Text excerpt:
========================================================================

Mouchel is expected to grow earnings by almost 20 per cent for each of the next three years and its end markets are both buoyant and defensively positioned
January 4, 2008

Consultancy and business services group Mouchel, formerly known as Mouchel Parkman, has an exciting year ahead of it following a major acquisition last summer. In fact, it's not just 2008 that looks exciting. City analysts expect three years of near-20 per cent earnings growth and the group's defensively positioned end markets mean there's little need to fret about the impact of the credit crunch on these forecasts. Jittery investors can take further comfort from the fact that significant amounts of Mouchel's expected revenues in 2008 and 2009 have already been booked and prospects for winning more work look excellent.

IC TIP: Buy at 436p

Last August, Mouchel bolstered its prospects with the £46m acquisition of HBS, an IT and business process outsourcing (BPO) company. That provided Mouchel's government and business services division with increased scale and a wider range of services. That's an important step for the group because its clients, mainly local authorities, are increasingly looking for companies that can offer a one-stop-shop outsourcing solution known as a "bundled services" contract. In fact, before the acquisition Mouchel had already worked with HBS to win a £300m 12-year bundled services contract with Oldham Strategic Services Partnership.

========================================================================

Material supplied:
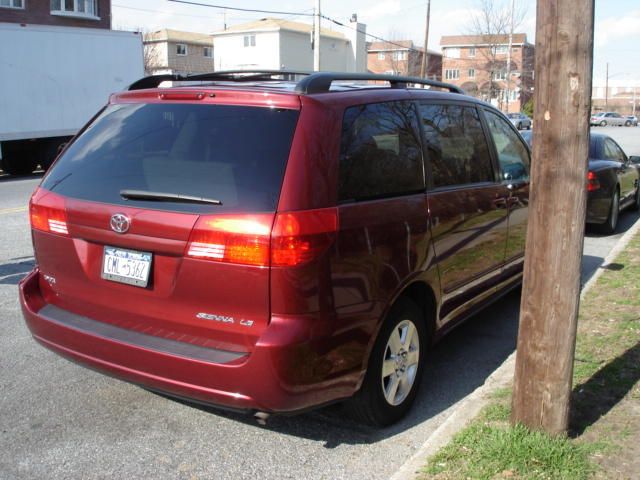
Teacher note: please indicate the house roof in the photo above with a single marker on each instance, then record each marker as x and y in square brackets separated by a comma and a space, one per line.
[167, 35]
[395, 45]
[474, 40]
[274, 24]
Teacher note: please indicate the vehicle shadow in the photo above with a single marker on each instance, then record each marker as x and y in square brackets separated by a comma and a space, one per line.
[15, 269]
[456, 366]
[600, 393]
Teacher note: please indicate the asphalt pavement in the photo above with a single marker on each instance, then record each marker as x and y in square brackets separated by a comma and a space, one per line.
[62, 421]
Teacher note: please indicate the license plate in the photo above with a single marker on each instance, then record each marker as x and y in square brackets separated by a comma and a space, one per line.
[126, 266]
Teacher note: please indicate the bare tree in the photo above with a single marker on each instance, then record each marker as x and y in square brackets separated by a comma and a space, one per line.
[491, 24]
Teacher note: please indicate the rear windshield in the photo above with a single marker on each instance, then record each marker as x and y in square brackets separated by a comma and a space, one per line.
[234, 154]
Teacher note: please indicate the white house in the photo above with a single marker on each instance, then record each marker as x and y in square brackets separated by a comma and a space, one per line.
[275, 44]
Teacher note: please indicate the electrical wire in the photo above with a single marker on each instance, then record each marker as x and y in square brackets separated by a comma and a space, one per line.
[253, 10]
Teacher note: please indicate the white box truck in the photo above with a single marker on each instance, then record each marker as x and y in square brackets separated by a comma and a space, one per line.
[52, 81]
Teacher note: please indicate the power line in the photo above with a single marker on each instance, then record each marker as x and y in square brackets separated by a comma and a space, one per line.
[253, 10]
[300, 14]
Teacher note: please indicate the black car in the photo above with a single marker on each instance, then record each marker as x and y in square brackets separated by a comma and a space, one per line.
[613, 181]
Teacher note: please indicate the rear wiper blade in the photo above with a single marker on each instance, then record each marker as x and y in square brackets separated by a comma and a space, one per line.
[165, 197]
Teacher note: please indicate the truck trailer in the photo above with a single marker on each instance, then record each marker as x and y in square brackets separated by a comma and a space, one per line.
[54, 79]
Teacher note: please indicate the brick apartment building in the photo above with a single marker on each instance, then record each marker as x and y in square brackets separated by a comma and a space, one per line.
[174, 51]
[622, 97]
[402, 57]
[62, 13]
[478, 64]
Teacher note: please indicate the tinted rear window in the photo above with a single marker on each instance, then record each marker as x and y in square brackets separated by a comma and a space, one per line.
[234, 154]
[380, 152]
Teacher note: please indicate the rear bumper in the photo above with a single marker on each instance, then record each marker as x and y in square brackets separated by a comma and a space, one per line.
[285, 372]
[598, 206]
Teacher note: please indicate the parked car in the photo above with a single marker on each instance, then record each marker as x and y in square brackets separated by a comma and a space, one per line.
[520, 120]
[603, 119]
[271, 246]
[613, 181]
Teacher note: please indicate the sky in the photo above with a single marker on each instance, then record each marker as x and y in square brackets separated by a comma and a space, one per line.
[617, 24]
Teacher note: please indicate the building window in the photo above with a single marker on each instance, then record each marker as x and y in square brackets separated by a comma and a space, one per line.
[12, 3]
[452, 52]
[500, 75]
[83, 8]
[451, 74]
[400, 55]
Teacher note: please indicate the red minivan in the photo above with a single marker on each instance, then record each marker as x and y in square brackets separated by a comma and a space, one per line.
[270, 245]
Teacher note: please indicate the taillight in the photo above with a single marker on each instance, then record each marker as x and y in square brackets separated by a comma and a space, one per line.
[242, 239]
[593, 183]
[46, 212]
[299, 237]
[296, 238]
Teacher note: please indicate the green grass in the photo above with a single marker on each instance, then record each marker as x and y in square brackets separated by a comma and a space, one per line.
[606, 369]
[484, 451]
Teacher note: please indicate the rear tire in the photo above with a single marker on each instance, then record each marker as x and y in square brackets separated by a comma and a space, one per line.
[609, 227]
[395, 368]
[635, 206]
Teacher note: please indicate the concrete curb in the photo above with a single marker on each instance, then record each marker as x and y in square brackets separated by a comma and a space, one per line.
[469, 407]
[615, 251]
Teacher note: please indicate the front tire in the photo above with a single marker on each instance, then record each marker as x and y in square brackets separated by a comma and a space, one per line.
[395, 367]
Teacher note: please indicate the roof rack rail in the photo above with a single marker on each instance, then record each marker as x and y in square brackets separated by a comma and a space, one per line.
[154, 81]
[321, 81]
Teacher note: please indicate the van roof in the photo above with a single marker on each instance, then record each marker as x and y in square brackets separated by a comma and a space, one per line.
[300, 83]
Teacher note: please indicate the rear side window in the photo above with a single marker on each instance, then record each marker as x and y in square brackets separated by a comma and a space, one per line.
[455, 145]
[512, 154]
[234, 154]
[380, 152]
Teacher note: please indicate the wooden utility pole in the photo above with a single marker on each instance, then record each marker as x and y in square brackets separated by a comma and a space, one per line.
[425, 57]
[551, 288]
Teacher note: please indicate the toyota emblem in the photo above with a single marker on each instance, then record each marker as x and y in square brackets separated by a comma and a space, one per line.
[120, 223]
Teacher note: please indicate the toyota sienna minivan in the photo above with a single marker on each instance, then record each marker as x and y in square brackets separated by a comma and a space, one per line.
[270, 242]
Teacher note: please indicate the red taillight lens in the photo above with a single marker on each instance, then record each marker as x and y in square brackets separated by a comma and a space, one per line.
[593, 183]
[299, 237]
[46, 212]
[242, 239]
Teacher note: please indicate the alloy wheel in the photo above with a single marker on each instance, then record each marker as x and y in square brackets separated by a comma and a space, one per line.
[400, 362]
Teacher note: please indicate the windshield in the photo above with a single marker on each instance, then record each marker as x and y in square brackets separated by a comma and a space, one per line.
[235, 154]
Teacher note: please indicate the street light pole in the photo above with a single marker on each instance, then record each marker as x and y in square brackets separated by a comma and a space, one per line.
[316, 37]
[425, 56]
[513, 6]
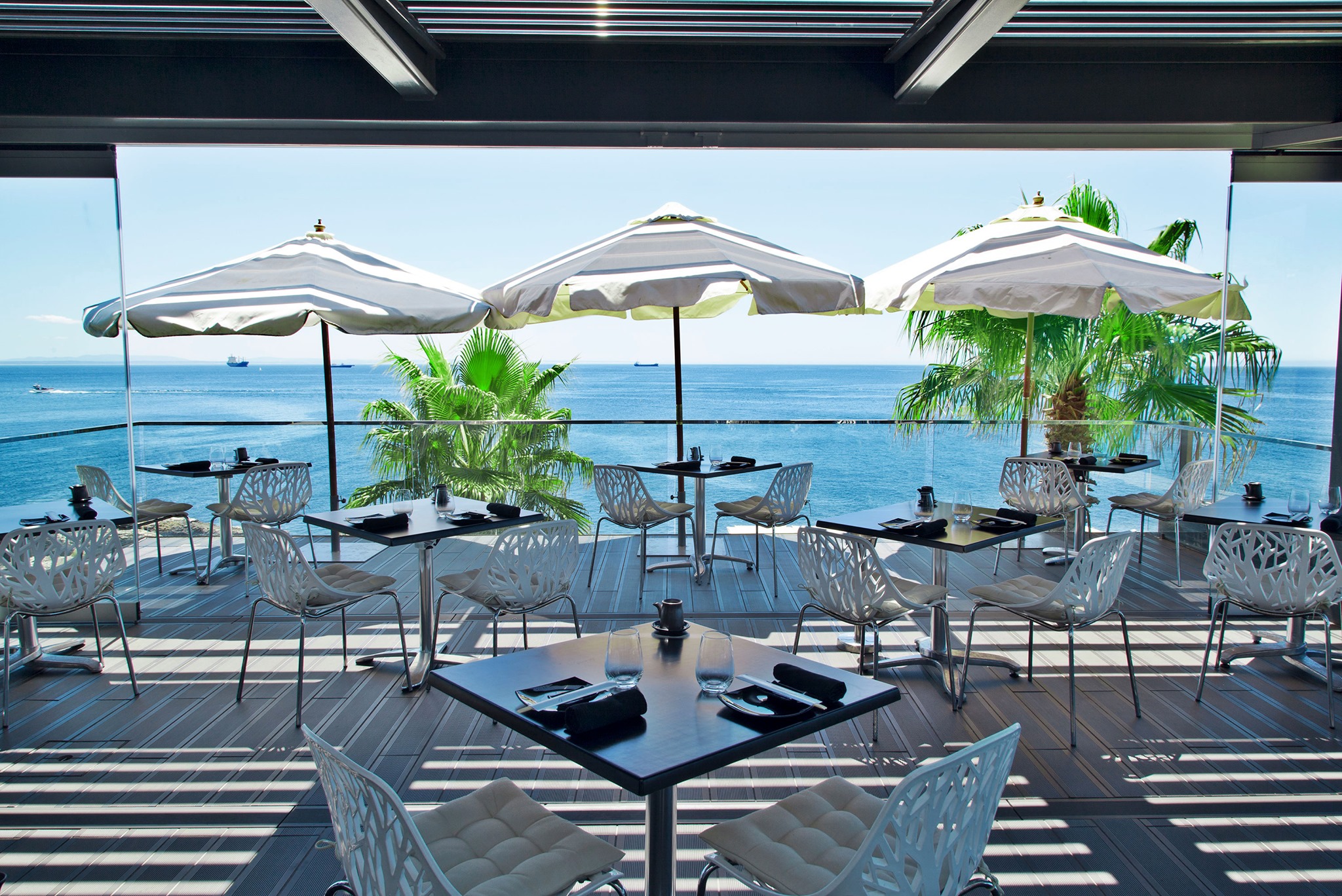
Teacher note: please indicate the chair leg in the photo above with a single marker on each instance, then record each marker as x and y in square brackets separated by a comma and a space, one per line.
[344, 640]
[1132, 673]
[252, 624]
[595, 540]
[302, 640]
[704, 878]
[125, 641]
[1029, 654]
[1071, 678]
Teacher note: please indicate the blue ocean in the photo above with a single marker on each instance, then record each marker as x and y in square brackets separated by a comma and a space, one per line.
[858, 464]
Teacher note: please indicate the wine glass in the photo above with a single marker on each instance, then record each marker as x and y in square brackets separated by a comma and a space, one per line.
[961, 506]
[716, 668]
[623, 658]
[1298, 502]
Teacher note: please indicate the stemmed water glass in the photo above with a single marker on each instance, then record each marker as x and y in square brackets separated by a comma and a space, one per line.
[623, 658]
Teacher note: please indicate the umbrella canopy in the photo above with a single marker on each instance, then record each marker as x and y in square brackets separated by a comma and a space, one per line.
[673, 263]
[1042, 261]
[299, 284]
[281, 290]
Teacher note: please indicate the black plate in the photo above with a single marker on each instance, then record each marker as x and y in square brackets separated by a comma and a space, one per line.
[763, 705]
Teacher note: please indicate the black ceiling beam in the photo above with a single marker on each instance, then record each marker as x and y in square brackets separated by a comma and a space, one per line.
[942, 41]
[389, 39]
[617, 94]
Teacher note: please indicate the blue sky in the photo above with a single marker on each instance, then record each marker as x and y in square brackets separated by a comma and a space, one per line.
[478, 215]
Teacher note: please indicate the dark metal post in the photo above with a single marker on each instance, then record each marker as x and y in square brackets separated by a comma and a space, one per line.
[680, 422]
[330, 430]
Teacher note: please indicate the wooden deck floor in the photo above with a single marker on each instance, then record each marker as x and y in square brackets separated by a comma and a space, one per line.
[185, 792]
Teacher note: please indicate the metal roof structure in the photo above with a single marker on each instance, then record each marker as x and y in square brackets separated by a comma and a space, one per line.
[1229, 74]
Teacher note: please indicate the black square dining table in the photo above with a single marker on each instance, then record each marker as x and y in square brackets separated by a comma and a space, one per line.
[683, 736]
[425, 530]
[702, 564]
[961, 538]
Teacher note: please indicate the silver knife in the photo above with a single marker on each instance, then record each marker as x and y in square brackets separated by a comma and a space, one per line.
[550, 703]
[781, 691]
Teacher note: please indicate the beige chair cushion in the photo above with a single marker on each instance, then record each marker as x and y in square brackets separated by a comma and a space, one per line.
[152, 508]
[800, 844]
[498, 842]
[1143, 500]
[1022, 592]
[351, 580]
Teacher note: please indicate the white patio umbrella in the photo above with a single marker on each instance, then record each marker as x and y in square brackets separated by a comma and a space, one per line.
[672, 265]
[305, 282]
[1042, 261]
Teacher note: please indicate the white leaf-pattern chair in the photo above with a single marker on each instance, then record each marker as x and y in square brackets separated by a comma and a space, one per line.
[385, 851]
[781, 505]
[147, 512]
[849, 582]
[290, 584]
[1187, 493]
[928, 838]
[1279, 572]
[1086, 595]
[527, 569]
[46, 570]
[273, 495]
[627, 503]
[1043, 487]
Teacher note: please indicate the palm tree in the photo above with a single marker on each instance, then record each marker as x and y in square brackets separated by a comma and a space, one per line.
[1120, 367]
[466, 440]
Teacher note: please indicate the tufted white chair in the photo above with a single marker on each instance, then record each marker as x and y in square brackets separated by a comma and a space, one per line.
[1086, 595]
[529, 568]
[1187, 493]
[46, 570]
[927, 838]
[627, 503]
[147, 512]
[778, 506]
[1045, 487]
[271, 494]
[290, 584]
[1278, 572]
[495, 842]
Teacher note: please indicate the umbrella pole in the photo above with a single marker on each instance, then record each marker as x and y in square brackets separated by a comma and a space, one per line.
[680, 420]
[1028, 386]
[330, 430]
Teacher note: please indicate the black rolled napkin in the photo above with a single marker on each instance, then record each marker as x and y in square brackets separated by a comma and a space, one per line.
[820, 687]
[580, 718]
[1011, 513]
[381, 523]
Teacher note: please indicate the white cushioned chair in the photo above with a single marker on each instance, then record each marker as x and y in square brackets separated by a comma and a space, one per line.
[778, 506]
[47, 570]
[495, 842]
[927, 838]
[290, 584]
[627, 503]
[529, 568]
[151, 510]
[273, 495]
[1086, 595]
[1275, 572]
[1187, 493]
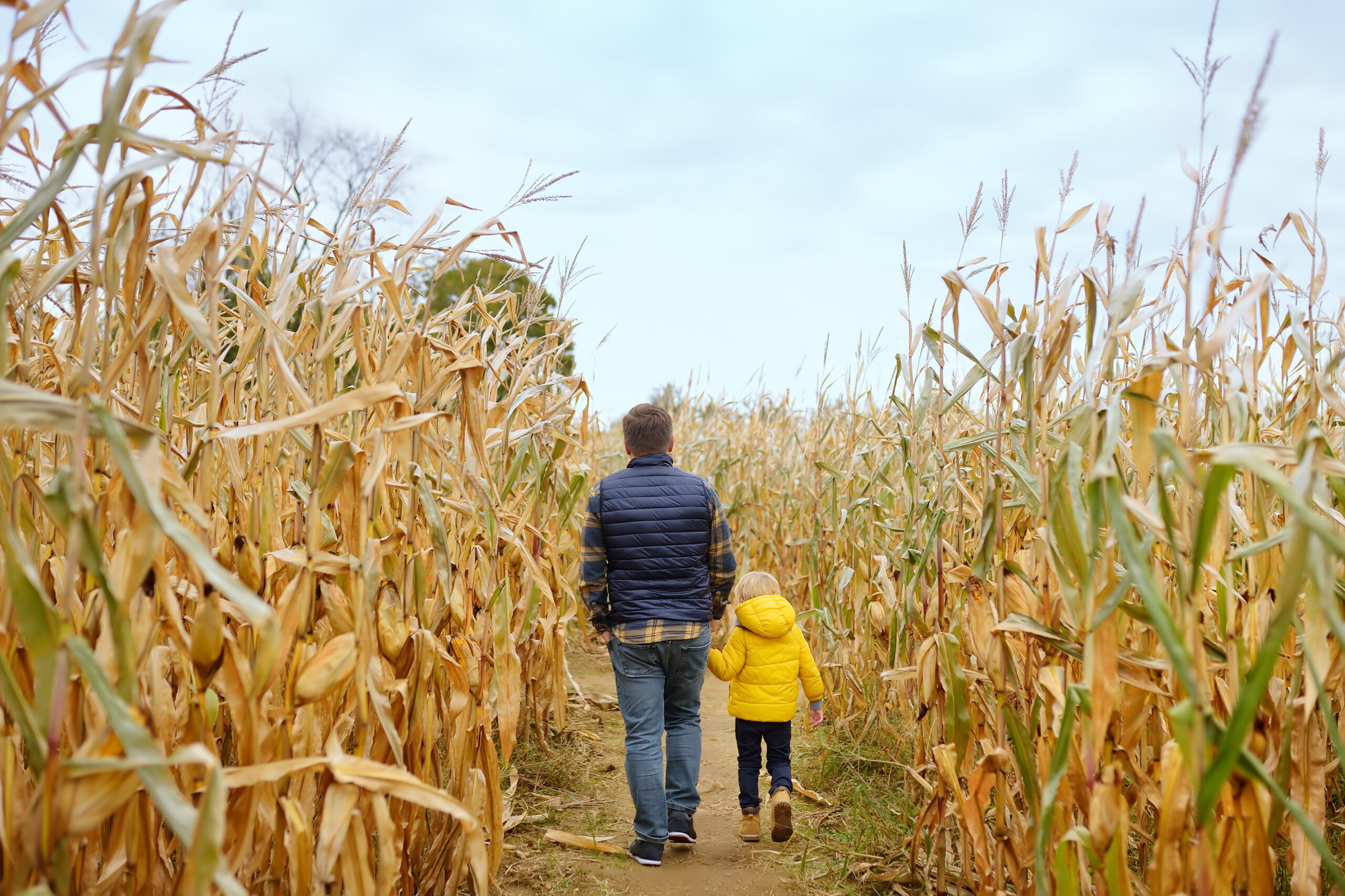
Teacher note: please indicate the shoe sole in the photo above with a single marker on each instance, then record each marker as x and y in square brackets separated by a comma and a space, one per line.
[783, 827]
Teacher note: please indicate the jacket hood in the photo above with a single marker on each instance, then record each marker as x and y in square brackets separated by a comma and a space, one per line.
[769, 615]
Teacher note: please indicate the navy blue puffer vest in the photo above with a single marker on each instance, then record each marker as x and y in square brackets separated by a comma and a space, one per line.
[657, 532]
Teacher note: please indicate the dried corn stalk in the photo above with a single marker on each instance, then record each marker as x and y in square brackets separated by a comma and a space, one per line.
[287, 556]
[1101, 563]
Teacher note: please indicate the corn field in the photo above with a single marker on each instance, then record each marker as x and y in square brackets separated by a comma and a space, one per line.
[287, 556]
[1095, 572]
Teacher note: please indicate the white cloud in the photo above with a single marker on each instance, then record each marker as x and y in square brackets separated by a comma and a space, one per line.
[750, 170]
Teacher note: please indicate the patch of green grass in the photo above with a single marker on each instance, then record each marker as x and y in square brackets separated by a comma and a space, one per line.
[873, 805]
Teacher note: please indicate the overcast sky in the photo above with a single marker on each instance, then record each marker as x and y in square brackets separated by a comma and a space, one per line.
[748, 171]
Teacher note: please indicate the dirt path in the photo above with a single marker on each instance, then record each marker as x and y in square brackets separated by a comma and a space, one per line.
[720, 863]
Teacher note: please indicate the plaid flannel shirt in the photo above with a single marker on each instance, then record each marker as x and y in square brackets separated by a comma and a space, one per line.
[594, 578]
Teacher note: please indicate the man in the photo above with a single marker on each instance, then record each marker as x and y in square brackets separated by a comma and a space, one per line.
[657, 569]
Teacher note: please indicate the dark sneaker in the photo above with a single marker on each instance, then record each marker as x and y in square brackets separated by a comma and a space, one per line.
[647, 853]
[681, 830]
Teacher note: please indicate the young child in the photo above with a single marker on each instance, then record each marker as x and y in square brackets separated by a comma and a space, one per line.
[764, 660]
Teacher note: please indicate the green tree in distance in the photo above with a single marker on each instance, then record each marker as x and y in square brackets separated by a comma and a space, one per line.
[491, 275]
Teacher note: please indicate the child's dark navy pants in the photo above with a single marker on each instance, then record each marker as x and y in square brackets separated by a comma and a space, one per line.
[777, 736]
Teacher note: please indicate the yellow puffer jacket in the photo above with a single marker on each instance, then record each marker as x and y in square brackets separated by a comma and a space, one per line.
[763, 661]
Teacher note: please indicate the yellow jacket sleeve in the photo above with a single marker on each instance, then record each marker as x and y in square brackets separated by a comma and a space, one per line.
[727, 664]
[809, 673]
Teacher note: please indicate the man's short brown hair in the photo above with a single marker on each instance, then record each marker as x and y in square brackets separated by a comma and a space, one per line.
[647, 430]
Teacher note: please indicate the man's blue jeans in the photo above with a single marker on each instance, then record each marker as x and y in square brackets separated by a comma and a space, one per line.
[659, 691]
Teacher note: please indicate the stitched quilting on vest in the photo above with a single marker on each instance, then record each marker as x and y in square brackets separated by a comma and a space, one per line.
[657, 532]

========================================================================

Task brief: Summarize the Mouchel text in two sentences.

Output of the task: City analysts expect the consultancy and business services group Mouchel to grow earnings by almost 20% in each of the next three years, and its defensively positioned end markets and revenues already booked for 2008 and 2009 limit concern about the credit crunch. Its £46m purchase of the IT and business process outsourcing company HBS last August gave its government and business services division more scale and a wider range of services, which matters because its clients, mainly local authorities, increasingly seek bundled services contracts.